- **AIM OF THE TASK**
Print out all of the records exactly; no picture belongs in the result.

- **RECORDED DATA**
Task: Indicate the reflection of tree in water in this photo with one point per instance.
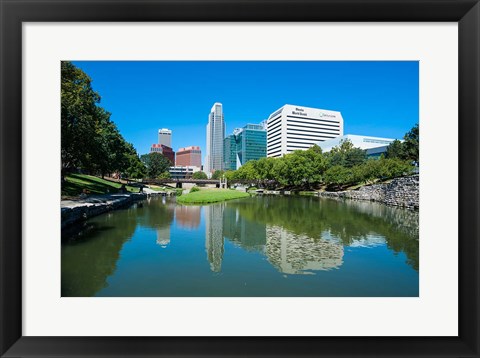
(214, 235)
(350, 222)
(187, 216)
(90, 256)
(298, 254)
(158, 215)
(248, 234)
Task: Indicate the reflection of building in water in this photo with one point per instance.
(368, 241)
(250, 235)
(163, 236)
(293, 254)
(214, 235)
(187, 216)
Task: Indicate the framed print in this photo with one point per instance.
(239, 178)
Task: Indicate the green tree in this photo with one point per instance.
(217, 174)
(165, 175)
(339, 176)
(155, 163)
(395, 150)
(393, 168)
(411, 144)
(78, 117)
(345, 154)
(199, 175)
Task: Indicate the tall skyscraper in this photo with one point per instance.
(230, 153)
(189, 156)
(298, 128)
(247, 143)
(165, 137)
(215, 136)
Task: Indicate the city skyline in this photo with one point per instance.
(375, 98)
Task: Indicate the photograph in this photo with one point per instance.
(240, 178)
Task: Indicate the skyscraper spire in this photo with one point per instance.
(215, 136)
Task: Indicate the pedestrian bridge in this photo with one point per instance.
(178, 182)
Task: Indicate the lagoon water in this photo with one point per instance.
(258, 246)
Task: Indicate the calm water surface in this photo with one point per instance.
(259, 246)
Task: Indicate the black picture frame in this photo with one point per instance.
(15, 12)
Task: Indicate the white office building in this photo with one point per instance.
(165, 137)
(374, 146)
(298, 128)
(215, 136)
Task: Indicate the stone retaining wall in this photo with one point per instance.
(402, 192)
(76, 211)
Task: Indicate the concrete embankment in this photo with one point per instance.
(400, 192)
(74, 211)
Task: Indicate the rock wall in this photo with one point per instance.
(76, 211)
(401, 192)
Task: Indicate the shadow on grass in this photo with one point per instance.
(75, 184)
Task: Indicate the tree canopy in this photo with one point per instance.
(90, 141)
(156, 165)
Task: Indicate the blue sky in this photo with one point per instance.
(375, 98)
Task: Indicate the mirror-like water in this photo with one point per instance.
(259, 246)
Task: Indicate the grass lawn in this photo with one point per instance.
(75, 184)
(206, 196)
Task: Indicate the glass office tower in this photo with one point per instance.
(247, 143)
(215, 135)
(251, 143)
(230, 153)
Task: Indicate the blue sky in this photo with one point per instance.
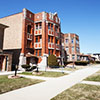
(77, 16)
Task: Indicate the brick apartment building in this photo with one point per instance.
(31, 36)
(71, 46)
(5, 59)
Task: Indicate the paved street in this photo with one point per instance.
(50, 88)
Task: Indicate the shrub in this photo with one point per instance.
(52, 61)
(84, 63)
(26, 67)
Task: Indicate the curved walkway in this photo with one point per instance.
(50, 88)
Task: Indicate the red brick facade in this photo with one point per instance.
(41, 33)
(71, 45)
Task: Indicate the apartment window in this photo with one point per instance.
(39, 52)
(66, 40)
(51, 39)
(36, 26)
(36, 52)
(67, 57)
(66, 49)
(78, 57)
(29, 29)
(36, 39)
(49, 52)
(48, 38)
(77, 42)
(52, 26)
(72, 48)
(77, 49)
(56, 41)
(73, 57)
(48, 25)
(28, 44)
(40, 26)
(52, 51)
(72, 41)
(56, 28)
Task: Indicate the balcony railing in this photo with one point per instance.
(29, 36)
(38, 32)
(50, 32)
(51, 45)
(38, 45)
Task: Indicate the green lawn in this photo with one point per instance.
(94, 77)
(46, 74)
(12, 84)
(80, 92)
(74, 69)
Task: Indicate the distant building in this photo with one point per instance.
(71, 46)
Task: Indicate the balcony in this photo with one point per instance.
(51, 45)
(38, 45)
(57, 47)
(29, 36)
(50, 32)
(38, 32)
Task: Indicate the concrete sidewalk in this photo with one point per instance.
(90, 82)
(10, 72)
(50, 88)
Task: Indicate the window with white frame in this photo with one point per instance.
(36, 26)
(66, 41)
(72, 48)
(72, 40)
(73, 57)
(66, 48)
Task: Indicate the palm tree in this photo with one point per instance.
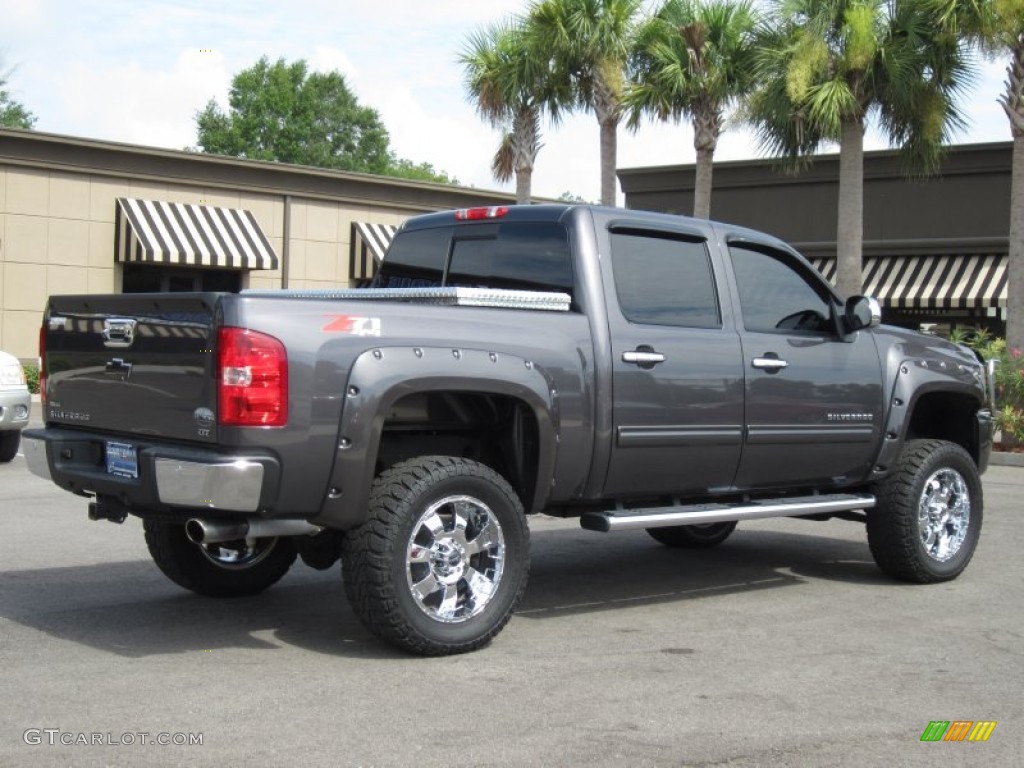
(826, 67)
(512, 88)
(589, 43)
(693, 59)
(997, 26)
(12, 114)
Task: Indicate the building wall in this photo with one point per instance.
(57, 202)
(965, 207)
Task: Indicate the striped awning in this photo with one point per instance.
(369, 244)
(184, 235)
(948, 282)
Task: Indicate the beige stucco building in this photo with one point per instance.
(86, 216)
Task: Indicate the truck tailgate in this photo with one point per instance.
(134, 364)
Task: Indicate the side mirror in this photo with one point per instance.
(861, 311)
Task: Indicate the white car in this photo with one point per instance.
(15, 406)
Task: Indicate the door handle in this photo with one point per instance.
(771, 365)
(644, 356)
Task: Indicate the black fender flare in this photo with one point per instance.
(381, 377)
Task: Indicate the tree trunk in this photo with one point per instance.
(523, 181)
(1013, 102)
(702, 183)
(707, 129)
(850, 230)
(609, 142)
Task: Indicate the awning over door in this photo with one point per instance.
(369, 244)
(159, 232)
(948, 282)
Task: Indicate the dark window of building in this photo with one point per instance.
(152, 279)
(664, 281)
(774, 297)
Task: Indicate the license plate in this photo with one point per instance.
(121, 460)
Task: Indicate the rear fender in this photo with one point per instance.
(381, 377)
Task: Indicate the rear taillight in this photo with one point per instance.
(252, 379)
(475, 214)
(42, 365)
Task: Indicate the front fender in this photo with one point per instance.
(381, 377)
(913, 379)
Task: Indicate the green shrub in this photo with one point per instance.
(32, 378)
(1009, 381)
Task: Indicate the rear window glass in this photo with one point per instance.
(416, 259)
(521, 256)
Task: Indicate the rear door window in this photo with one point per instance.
(664, 280)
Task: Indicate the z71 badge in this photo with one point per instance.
(351, 324)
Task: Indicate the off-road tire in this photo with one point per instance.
(944, 474)
(409, 578)
(693, 537)
(197, 567)
(10, 440)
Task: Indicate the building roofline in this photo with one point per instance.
(77, 155)
(821, 168)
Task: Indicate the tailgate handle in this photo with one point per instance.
(119, 332)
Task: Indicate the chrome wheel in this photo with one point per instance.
(944, 514)
(248, 554)
(456, 558)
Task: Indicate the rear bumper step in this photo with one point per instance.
(699, 514)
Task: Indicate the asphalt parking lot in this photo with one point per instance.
(783, 647)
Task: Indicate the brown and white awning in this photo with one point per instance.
(369, 244)
(184, 235)
(948, 282)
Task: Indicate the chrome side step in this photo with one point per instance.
(699, 514)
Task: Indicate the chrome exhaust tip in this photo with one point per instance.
(215, 531)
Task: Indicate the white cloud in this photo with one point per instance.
(136, 104)
(137, 72)
(328, 58)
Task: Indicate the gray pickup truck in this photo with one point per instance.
(632, 370)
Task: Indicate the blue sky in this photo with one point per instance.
(137, 71)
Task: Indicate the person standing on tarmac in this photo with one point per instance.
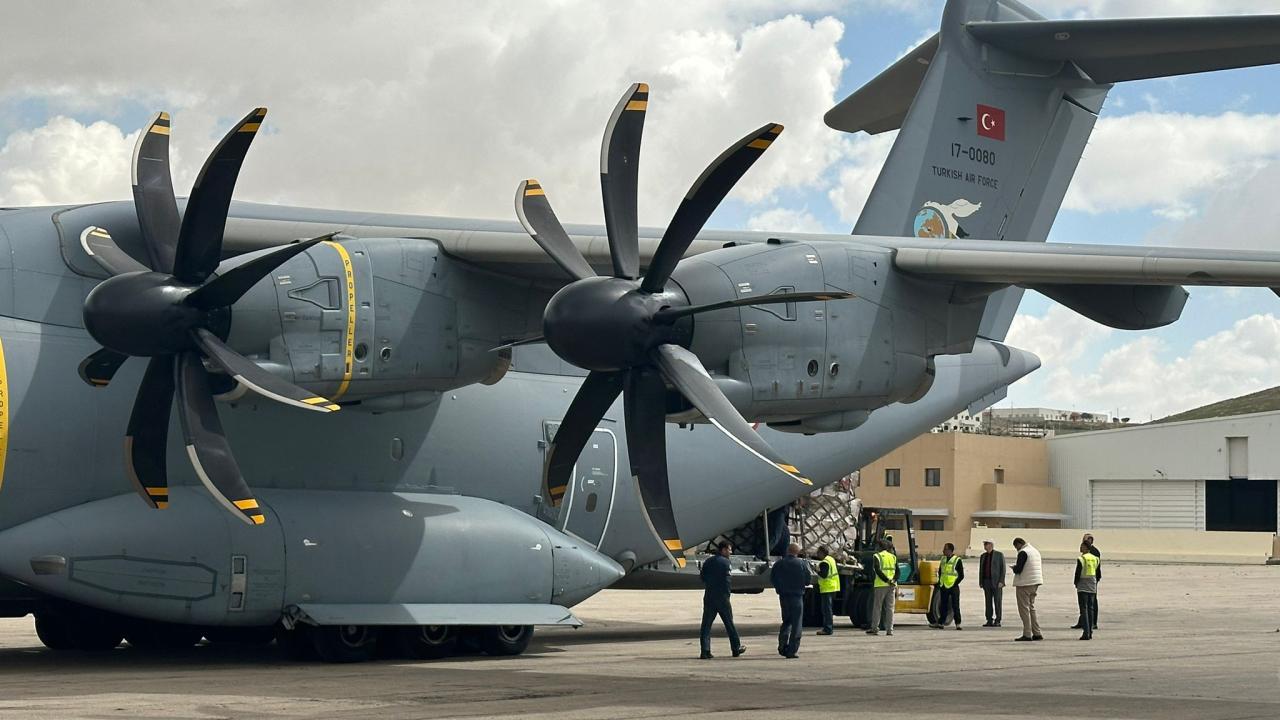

- **RESPONSE TO THE EXERCISE**
Task: Indicate the reflection of tree in water in this photo with one point per instance.
(214, 235)
(350, 222)
(187, 216)
(90, 256)
(298, 254)
(158, 215)
(248, 234)
Task: Indicate the reflection of building in water in this photo with one point per instance.
(368, 241)
(250, 235)
(163, 236)
(293, 254)
(214, 235)
(187, 216)
Task: Indicate the framed print in this photo with one point per instance.
(239, 178)
Task: Indicate the green tree in this photo with one point per instance.
(217, 174)
(165, 175)
(339, 176)
(155, 163)
(395, 150)
(393, 168)
(411, 144)
(78, 117)
(345, 154)
(199, 175)
Task: Indicate the tall skyscraper in this photo with one point per instance.
(230, 153)
(189, 156)
(298, 128)
(247, 143)
(165, 137)
(215, 136)
Task: Indicate the city skyline in this photo with one point per instance.
(375, 98)
Task: Indicate the photograph in this photo with one point per instance.
(240, 178)
Task: Indicate the skyscraper spire in this photo with one point per instance.
(215, 136)
Task: Indicate the pedestrian bridge in this photo with one point per instance.
(178, 182)
Task: Indicate the lagoon water in this photo with one point per instance.
(258, 246)
Task: Indicate the calm water surface in this photo with one point per instance.
(259, 246)
Task: Indicate the black picture frame in this photo with one point per instance.
(15, 12)
Task: Indicate the white office building in this photo with one point per instance.
(165, 137)
(374, 146)
(298, 128)
(215, 136)
Task: Indicate the stone retaining wall in this photo with one point per instance.
(402, 192)
(76, 211)
Task: Indicate the concrete embankment in this photo with one point per instance.
(400, 192)
(74, 211)
Task: Indicate the rock wall in this photo with one point per instance.
(76, 211)
(401, 192)
Task: Indicate the shadow on grass in this photo with one point per instance.
(75, 184)
Task: Indicate the tree canopy in this photo with one point per instance.
(90, 141)
(156, 165)
Task: Indicate the blue sky in this photo with one point per instance.
(375, 98)
Task: Indicate the mirror-like water in this photo with one point per instance.
(259, 246)
Task: Indicate the grass lawn in this photo with one point per instance.
(75, 184)
(206, 196)
Task: Indicate the glass office tower in this photo with one point per instance.
(247, 143)
(215, 135)
(251, 143)
(230, 153)
Task: Indicate the blue sky in this photo with one point per instance.
(77, 16)
Task: Indicate the brick apartment building in this photo with one point per instance.
(31, 36)
(71, 46)
(5, 59)
Task: Indicate the paved street in this photo with one point per instance.
(50, 88)
Task: Indicate the shrub in this photo with one point per instance.
(52, 61)
(84, 63)
(26, 67)
Task: Indicate the curved walkway in this photo with one point per instance.
(50, 88)
Task: Indicate the red brick facade in this photo with one point per instance.
(41, 33)
(71, 45)
Task: Indicate the apartment window in this photo with one point per instance.
(39, 52)
(66, 40)
(51, 39)
(36, 26)
(36, 52)
(67, 57)
(66, 49)
(78, 57)
(29, 29)
(36, 39)
(49, 52)
(48, 38)
(77, 42)
(52, 26)
(72, 48)
(77, 49)
(56, 41)
(73, 57)
(48, 25)
(28, 44)
(40, 26)
(52, 51)
(72, 41)
(56, 28)
Task: Indicate the balcony railing in this photo with one point per instance.
(29, 36)
(38, 32)
(50, 32)
(51, 45)
(38, 45)
Task: Indicate the green lawn in this photo with one point per instance.
(94, 77)
(46, 74)
(12, 84)
(80, 92)
(74, 69)
Task: Indicate the distant building in this photo with one point per instance.
(71, 46)
Task: Indicate the balcony in this photo with one point per instance.
(51, 45)
(38, 45)
(57, 47)
(29, 36)
(50, 32)
(38, 32)
Task: Indicate the concrete sidewalk in this photo with one point per instance.
(90, 82)
(10, 72)
(50, 88)
Task: Indicate the window with white frame in this photo with one point per instance.
(36, 26)
(66, 41)
(72, 48)
(72, 40)
(73, 57)
(66, 48)
Task: Indicate the palm tree in this photo with one point per instance.
(826, 67)
(512, 88)
(589, 43)
(693, 59)
(997, 26)
(12, 114)
Task: Indicate the building wall in this photo with one point per instance.
(57, 202)
(965, 207)
Task: Indicate the striped awning in this photo with one point per instance.
(369, 244)
(184, 235)
(948, 282)
Task: Indicate the beige stucco building in this photo with one point per instance.
(86, 216)
Task: Indicate the truck tailgate in this photo with one point per instance.
(134, 364)
Task: Indicate the side mirror in this photo with one point per instance.
(861, 311)
Task: Indicate the white car in this photo with one point per instance.
(15, 406)
Task: Indicate the door handle in this photo with one point per instance.
(771, 365)
(644, 356)
Task: Indicate the black fender flare in this photo with one point per instance.
(381, 377)
Task: Indicate the tree trunk in this photo with one point per instance.
(523, 181)
(1013, 102)
(702, 183)
(707, 129)
(850, 230)
(609, 142)
Task: Indicate the awning over door in this photo with one point per instance.
(369, 244)
(159, 232)
(948, 282)
Task: Indicate the dark window of building in this photo with one point per instance.
(152, 279)
(664, 281)
(774, 297)
Task: Indicate the license plate in this photo with one point per instance.
(121, 460)
Task: Indicate the rear fender in this photo with one point per instance.
(381, 377)
Task: Indicate the rear taillight in this photo with one point per instance.
(252, 379)
(475, 214)
(42, 365)
Task: Indicate the front fender in this photo with one point per instance.
(381, 377)
(913, 379)
Task: Indicate the green shrub in this photo with one point per instance.
(32, 378)
(1009, 381)
Task: Indicate the rear window glass in this photo with one point per instance.
(416, 259)
(521, 256)
Task: Indicate the rear door window in this photo with one point per instance.
(664, 280)
Task: Indicate the z71 badge in this photo with one point per instance.
(351, 324)
Task: Indicate the off-road tire in this photo with one point per instance.
(944, 474)
(409, 578)
(693, 537)
(197, 567)
(10, 440)
Task: Indicate the building roofline in this photo with one point per instance.
(77, 155)
(821, 168)
Task: Indicate the tailgate handle in this photo with one point per instance.
(119, 332)
Task: Indicate the chrome wheel in this photo with one point per instance.
(944, 514)
(248, 554)
(456, 558)
Task: Indicate the rear bumper step in this photo with one point per instance.
(699, 514)
Task: Indicate the asphalt parking lot in this photo with one point per instance.
(783, 647)
Task: Indicate the brown and white awning in this photo with one point per instance.
(369, 244)
(184, 235)
(948, 282)
Task: Indicate the chrome side step in this photo with one point per instance.
(699, 514)
Task: Indicate the chrome exhaust tip in this photo with one point per instance.
(215, 531)
Task: Indicate the white cloud in this photo with one point per instance.
(136, 104)
(137, 72)
(328, 58)
Task: Indicate the gray pickup truck in this photo with one point per instance.
(632, 370)
Task: Indicate the blue sky in this photo with one point per instance.
(137, 71)
Task: Indicate the person standing on tarmac in this photo with one point per instance.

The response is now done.